— BEGIN Given information —

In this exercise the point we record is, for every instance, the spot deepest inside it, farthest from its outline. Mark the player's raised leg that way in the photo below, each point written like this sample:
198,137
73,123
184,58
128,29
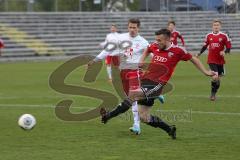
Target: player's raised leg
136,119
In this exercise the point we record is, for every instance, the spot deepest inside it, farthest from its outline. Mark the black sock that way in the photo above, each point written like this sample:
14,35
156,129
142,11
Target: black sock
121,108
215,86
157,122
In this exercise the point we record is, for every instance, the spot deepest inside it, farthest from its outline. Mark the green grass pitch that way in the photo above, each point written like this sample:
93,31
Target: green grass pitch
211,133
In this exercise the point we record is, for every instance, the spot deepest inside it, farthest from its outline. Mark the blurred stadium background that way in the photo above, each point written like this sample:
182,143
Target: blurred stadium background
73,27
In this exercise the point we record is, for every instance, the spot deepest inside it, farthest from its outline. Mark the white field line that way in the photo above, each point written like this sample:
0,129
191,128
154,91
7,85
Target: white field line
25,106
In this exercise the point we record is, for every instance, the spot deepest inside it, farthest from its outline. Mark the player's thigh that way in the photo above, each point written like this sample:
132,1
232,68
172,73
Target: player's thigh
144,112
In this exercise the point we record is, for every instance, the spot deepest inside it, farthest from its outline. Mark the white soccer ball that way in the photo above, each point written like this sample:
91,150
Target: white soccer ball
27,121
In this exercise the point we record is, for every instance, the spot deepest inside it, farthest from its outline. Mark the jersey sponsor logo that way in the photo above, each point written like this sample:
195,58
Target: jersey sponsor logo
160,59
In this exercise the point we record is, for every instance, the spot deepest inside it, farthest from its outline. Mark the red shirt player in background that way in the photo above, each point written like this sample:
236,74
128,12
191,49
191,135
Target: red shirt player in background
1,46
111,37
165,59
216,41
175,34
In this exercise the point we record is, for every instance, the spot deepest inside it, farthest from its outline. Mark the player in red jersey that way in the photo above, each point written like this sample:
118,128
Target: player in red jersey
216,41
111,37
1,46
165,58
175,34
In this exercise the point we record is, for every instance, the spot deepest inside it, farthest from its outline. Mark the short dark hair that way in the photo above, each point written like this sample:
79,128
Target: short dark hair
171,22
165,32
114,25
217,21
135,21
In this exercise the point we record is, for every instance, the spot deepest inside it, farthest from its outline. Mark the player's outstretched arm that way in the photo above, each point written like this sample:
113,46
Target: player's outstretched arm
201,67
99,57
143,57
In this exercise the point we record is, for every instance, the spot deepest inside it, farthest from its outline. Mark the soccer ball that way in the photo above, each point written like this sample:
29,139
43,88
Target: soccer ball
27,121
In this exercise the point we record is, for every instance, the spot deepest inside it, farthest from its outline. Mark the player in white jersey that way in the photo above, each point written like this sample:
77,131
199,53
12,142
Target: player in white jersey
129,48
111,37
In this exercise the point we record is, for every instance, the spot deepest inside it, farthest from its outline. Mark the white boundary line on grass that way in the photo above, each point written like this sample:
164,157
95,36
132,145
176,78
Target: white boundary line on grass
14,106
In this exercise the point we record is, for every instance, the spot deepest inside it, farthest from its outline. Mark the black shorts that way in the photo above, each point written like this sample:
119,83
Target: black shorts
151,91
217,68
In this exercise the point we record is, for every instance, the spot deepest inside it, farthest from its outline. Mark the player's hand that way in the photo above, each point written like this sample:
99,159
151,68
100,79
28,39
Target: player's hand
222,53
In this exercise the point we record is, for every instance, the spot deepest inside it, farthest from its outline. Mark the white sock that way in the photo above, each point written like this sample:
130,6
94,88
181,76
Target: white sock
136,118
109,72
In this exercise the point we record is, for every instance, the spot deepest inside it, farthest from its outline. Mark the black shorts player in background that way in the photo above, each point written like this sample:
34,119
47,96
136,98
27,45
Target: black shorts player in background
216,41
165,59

— END Given information —
— BEGIN Given information —

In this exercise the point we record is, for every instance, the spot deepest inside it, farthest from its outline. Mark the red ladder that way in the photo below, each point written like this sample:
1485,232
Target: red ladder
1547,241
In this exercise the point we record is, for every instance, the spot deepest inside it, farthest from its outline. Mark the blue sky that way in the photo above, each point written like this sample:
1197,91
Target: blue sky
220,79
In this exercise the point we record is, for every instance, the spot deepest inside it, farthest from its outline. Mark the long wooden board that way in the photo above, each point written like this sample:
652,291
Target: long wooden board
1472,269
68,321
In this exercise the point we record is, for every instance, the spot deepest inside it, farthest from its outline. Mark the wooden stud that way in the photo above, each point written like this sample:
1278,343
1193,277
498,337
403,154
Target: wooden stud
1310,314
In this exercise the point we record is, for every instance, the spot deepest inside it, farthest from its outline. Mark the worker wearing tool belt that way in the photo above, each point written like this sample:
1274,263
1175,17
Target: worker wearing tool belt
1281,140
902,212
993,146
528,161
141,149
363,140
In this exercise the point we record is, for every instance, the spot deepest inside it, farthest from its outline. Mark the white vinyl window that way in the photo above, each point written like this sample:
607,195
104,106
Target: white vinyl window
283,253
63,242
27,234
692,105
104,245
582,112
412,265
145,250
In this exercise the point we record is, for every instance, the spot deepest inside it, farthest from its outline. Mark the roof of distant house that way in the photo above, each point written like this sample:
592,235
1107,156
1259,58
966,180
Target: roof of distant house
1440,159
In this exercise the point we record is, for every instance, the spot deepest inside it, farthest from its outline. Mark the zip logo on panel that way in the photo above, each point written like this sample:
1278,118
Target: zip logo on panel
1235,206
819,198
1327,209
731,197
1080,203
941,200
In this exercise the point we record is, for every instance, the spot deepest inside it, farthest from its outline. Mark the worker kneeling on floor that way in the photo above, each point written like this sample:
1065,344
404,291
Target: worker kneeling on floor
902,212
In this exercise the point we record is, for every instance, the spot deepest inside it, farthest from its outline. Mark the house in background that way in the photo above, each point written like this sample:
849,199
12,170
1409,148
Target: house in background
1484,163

— END Given information —
— BEGIN Given information —

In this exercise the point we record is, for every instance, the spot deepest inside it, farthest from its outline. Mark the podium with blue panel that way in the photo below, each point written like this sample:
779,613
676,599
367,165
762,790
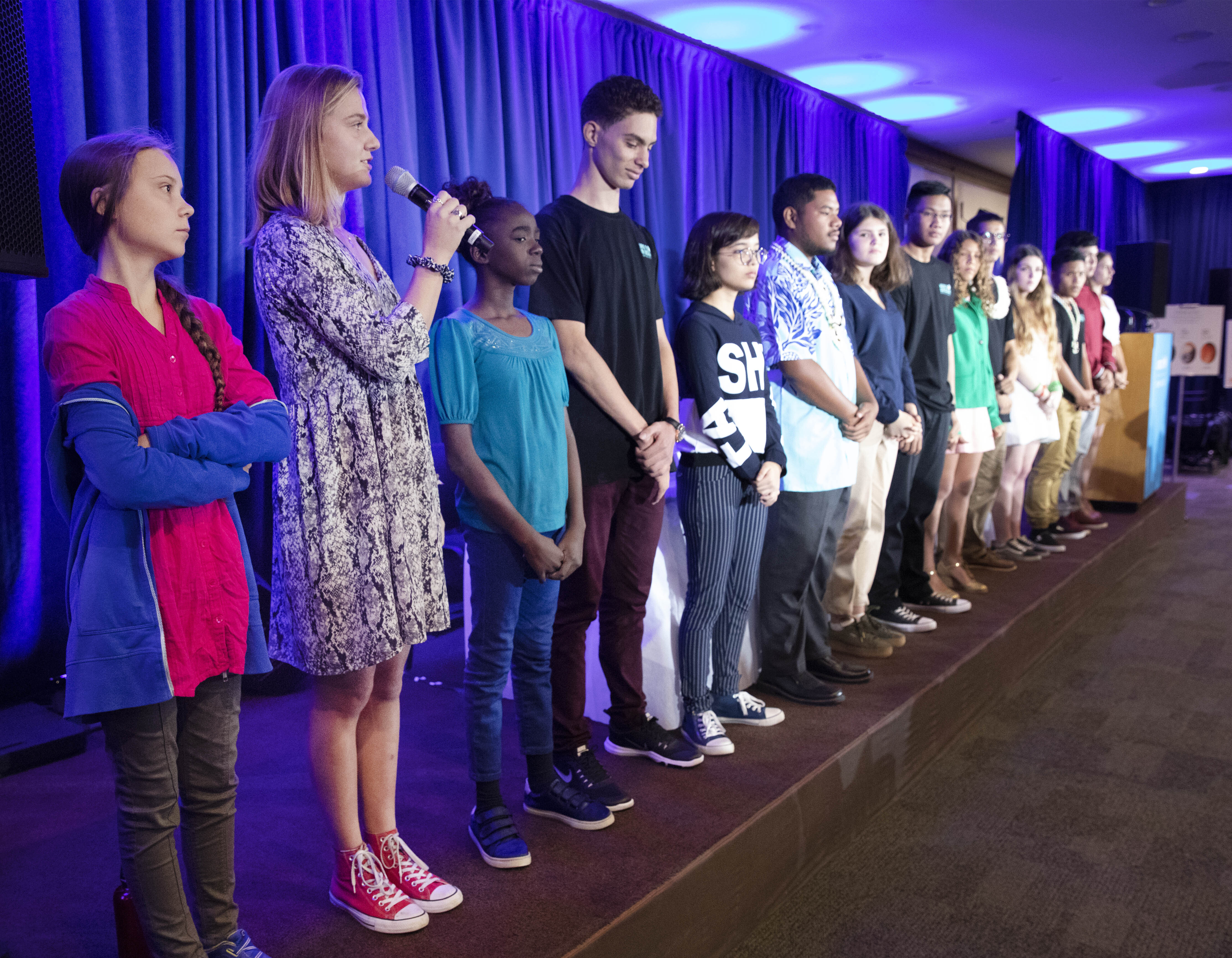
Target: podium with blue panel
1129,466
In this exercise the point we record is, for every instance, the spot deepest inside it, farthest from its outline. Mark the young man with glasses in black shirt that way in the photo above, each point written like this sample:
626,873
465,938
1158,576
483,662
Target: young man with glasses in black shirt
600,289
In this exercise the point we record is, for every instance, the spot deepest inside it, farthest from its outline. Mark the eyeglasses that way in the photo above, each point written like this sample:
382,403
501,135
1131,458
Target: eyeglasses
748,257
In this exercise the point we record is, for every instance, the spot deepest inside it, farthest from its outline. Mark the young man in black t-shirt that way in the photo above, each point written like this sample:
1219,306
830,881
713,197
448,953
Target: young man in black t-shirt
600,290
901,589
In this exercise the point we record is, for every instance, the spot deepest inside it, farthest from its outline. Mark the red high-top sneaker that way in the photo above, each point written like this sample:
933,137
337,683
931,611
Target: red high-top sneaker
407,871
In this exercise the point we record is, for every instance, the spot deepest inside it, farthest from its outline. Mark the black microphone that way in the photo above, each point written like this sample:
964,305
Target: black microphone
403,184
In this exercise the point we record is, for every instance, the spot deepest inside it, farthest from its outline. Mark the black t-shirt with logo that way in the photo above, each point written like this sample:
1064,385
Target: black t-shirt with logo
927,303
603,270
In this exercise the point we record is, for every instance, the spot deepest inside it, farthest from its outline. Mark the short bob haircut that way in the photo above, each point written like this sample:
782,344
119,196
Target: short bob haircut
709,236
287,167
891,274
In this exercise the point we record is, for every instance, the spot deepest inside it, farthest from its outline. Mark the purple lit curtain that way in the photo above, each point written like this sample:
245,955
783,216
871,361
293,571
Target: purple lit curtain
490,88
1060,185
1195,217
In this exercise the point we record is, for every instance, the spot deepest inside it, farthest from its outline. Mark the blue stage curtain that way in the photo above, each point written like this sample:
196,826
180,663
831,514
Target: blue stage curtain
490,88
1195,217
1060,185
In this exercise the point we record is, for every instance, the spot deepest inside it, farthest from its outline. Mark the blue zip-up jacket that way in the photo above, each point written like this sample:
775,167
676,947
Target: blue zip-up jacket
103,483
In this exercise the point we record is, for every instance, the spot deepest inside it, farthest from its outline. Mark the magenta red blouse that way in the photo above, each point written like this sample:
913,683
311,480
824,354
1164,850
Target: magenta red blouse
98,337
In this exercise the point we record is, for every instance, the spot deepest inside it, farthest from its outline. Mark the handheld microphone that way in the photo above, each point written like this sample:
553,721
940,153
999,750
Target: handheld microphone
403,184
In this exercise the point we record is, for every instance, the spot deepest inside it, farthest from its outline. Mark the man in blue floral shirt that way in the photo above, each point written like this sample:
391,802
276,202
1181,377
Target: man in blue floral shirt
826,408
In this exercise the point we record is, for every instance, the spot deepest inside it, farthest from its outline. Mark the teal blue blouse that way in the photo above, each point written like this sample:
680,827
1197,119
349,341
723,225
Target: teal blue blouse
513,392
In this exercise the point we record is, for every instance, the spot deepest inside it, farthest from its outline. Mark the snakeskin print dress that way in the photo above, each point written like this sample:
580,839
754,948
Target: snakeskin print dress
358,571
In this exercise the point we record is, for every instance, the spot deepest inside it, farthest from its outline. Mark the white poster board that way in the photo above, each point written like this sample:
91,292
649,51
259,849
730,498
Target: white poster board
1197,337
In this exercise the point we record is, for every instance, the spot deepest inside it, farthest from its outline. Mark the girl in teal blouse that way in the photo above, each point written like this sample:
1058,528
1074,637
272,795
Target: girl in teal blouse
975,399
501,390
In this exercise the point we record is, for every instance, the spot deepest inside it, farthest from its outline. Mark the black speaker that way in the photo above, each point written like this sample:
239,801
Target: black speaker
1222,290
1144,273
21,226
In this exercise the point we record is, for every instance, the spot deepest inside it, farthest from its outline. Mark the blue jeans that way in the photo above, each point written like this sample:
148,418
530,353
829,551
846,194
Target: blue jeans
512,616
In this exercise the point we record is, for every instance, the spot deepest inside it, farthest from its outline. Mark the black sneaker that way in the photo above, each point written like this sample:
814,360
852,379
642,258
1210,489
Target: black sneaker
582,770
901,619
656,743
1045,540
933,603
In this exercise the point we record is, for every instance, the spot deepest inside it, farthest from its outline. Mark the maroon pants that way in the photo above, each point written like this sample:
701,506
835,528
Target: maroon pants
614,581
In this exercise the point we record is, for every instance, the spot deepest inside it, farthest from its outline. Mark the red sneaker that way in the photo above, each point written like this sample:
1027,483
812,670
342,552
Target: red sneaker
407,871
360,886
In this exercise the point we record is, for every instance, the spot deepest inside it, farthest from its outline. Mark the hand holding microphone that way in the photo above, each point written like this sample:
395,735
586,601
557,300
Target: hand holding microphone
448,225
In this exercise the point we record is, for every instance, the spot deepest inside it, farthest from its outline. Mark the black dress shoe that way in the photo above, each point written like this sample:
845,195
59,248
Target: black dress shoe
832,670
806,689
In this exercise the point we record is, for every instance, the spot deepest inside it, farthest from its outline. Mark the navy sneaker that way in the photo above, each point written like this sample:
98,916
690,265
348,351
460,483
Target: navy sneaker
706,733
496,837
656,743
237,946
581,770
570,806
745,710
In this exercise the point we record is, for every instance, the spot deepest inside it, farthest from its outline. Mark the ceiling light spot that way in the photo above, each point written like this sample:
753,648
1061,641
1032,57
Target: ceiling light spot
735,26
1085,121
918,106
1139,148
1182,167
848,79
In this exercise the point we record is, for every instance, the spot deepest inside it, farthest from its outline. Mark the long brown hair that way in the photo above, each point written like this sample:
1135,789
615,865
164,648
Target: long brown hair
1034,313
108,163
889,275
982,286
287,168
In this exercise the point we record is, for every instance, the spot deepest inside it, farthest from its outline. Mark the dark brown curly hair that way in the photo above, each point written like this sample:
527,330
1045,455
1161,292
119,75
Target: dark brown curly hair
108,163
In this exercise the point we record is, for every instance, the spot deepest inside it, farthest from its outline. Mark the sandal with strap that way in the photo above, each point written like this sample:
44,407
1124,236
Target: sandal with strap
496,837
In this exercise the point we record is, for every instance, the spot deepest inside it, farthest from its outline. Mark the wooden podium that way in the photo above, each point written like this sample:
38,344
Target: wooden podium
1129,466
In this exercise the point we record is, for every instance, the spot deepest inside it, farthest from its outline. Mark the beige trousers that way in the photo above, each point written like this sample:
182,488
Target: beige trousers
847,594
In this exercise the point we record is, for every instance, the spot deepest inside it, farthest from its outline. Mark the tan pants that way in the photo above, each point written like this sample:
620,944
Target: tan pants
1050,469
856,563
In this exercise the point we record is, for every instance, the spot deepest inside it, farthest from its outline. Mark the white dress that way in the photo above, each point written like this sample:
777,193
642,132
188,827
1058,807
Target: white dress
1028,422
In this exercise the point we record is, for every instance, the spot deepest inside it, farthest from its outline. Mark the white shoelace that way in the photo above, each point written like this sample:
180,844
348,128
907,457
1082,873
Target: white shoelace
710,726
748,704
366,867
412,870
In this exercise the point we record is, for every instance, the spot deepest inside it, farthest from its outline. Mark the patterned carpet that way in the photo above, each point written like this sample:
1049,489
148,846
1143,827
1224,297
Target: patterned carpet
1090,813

— END Given information —

Set problem: Count the lines in the entries above that contain the string "window", and give only the number.

Reply: 2